+++ Information provided +++

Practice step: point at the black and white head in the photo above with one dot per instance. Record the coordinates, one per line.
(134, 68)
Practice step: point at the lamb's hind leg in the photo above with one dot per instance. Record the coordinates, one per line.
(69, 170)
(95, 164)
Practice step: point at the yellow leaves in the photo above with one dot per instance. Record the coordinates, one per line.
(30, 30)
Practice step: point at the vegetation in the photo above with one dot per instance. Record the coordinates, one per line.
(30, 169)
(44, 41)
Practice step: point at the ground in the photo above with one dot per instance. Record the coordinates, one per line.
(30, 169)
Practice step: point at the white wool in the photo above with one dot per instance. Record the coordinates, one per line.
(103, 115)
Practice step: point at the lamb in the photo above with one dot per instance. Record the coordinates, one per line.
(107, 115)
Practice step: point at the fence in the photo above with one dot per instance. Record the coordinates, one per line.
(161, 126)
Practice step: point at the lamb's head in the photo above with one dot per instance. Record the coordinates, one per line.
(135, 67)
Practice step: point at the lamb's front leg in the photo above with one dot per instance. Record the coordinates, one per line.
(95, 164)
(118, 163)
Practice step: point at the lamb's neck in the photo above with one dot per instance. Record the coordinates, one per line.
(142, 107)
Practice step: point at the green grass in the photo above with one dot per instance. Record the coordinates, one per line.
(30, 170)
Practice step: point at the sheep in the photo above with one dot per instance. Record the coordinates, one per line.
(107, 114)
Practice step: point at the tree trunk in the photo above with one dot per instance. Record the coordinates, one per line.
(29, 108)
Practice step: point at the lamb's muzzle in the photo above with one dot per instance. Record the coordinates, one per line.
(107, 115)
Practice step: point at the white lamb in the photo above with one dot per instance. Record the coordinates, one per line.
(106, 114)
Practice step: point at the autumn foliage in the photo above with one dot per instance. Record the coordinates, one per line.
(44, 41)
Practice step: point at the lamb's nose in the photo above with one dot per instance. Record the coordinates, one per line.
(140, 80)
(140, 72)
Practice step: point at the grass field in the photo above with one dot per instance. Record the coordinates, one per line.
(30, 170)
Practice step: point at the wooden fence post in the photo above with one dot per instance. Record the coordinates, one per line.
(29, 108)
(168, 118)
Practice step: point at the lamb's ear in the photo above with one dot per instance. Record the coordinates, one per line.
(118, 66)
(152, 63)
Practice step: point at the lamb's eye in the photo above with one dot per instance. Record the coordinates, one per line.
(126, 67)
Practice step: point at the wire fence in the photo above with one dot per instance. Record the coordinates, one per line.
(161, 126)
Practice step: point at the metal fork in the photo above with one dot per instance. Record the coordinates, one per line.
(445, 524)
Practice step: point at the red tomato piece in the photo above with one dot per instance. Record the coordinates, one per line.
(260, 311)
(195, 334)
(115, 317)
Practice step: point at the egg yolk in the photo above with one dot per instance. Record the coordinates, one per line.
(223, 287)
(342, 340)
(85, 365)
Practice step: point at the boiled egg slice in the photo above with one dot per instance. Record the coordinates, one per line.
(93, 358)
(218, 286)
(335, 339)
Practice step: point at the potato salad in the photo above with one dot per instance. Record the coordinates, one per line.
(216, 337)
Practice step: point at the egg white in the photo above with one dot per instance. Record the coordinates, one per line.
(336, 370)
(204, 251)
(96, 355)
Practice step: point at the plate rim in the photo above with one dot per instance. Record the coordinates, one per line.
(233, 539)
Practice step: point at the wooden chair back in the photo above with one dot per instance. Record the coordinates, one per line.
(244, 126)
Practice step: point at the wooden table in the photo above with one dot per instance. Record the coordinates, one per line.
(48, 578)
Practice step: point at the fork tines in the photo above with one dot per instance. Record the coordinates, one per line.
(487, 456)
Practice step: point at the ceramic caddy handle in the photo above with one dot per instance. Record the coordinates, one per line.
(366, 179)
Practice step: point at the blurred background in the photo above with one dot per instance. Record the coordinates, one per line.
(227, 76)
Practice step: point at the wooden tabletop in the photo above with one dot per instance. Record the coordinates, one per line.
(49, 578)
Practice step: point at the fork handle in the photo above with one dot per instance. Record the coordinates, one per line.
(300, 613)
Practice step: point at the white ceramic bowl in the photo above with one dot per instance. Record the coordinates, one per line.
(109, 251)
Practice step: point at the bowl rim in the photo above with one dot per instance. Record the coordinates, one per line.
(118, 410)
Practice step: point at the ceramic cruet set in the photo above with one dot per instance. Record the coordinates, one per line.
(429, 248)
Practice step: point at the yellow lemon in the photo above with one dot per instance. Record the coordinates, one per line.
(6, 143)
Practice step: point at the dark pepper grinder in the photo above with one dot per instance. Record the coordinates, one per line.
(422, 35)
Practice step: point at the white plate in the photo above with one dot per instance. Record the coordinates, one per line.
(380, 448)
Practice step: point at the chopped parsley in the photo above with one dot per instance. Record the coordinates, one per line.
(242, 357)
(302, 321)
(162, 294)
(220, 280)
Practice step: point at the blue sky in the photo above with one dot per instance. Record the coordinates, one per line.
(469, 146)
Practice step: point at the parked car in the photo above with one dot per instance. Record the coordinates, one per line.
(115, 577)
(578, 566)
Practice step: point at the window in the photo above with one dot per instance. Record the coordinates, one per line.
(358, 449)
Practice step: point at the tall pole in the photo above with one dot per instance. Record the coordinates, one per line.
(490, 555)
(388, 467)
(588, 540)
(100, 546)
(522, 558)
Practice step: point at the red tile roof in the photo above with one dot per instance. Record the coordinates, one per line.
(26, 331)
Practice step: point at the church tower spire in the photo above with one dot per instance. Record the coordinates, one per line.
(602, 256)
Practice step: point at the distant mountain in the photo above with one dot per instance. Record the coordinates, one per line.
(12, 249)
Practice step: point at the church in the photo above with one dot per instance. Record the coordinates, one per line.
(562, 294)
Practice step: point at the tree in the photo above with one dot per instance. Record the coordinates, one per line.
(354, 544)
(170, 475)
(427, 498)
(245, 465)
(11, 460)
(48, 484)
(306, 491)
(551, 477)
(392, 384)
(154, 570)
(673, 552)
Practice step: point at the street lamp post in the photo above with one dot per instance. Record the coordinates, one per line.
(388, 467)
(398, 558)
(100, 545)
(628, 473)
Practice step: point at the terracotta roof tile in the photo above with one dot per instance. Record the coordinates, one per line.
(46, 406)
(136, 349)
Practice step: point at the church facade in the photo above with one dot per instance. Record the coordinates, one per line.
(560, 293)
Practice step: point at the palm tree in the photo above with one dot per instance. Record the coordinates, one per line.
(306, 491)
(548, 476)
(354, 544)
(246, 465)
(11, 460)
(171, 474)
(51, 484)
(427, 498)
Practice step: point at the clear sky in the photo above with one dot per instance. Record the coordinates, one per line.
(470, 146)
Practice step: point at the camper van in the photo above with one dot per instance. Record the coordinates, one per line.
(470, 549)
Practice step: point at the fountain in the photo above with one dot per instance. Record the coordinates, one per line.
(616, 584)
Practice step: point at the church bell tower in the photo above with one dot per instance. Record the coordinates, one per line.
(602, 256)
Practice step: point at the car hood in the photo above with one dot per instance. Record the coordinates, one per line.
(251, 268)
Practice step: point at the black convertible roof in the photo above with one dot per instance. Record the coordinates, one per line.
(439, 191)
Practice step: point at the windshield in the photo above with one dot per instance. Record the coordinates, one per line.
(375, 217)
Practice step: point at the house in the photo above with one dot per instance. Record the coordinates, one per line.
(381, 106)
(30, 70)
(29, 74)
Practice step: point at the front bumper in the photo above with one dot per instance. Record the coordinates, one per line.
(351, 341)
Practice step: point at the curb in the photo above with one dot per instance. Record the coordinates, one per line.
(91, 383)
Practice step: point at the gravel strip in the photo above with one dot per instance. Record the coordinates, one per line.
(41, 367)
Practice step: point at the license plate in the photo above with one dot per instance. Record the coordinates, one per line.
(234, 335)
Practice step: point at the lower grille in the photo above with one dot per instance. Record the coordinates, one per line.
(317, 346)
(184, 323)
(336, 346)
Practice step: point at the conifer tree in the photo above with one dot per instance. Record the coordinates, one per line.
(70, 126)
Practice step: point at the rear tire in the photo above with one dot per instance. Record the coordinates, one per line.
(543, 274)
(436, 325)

+++

== Brief ==
Only the lines from the one that contains "Practice step: point at the license" through the last line should be repeated, each exactly as it stands, with both ends included.

== Reply ==
Practice step: point at the license plate in the photo above with one dot per instance. Record the coordinates, one per line.
(234, 335)
Practice step: point at the lower grille in the photo above with one dot per instance. Record the coordinates, one per line.
(317, 346)
(184, 323)
(336, 346)
Practice step: point at the conifer tree in the photo above with one dot per instance. Record the coordinates, one per line.
(70, 126)
Practice step: point at the rear tire in the photo above with one dot per instance. Record the coordinates, one per line.
(543, 274)
(436, 325)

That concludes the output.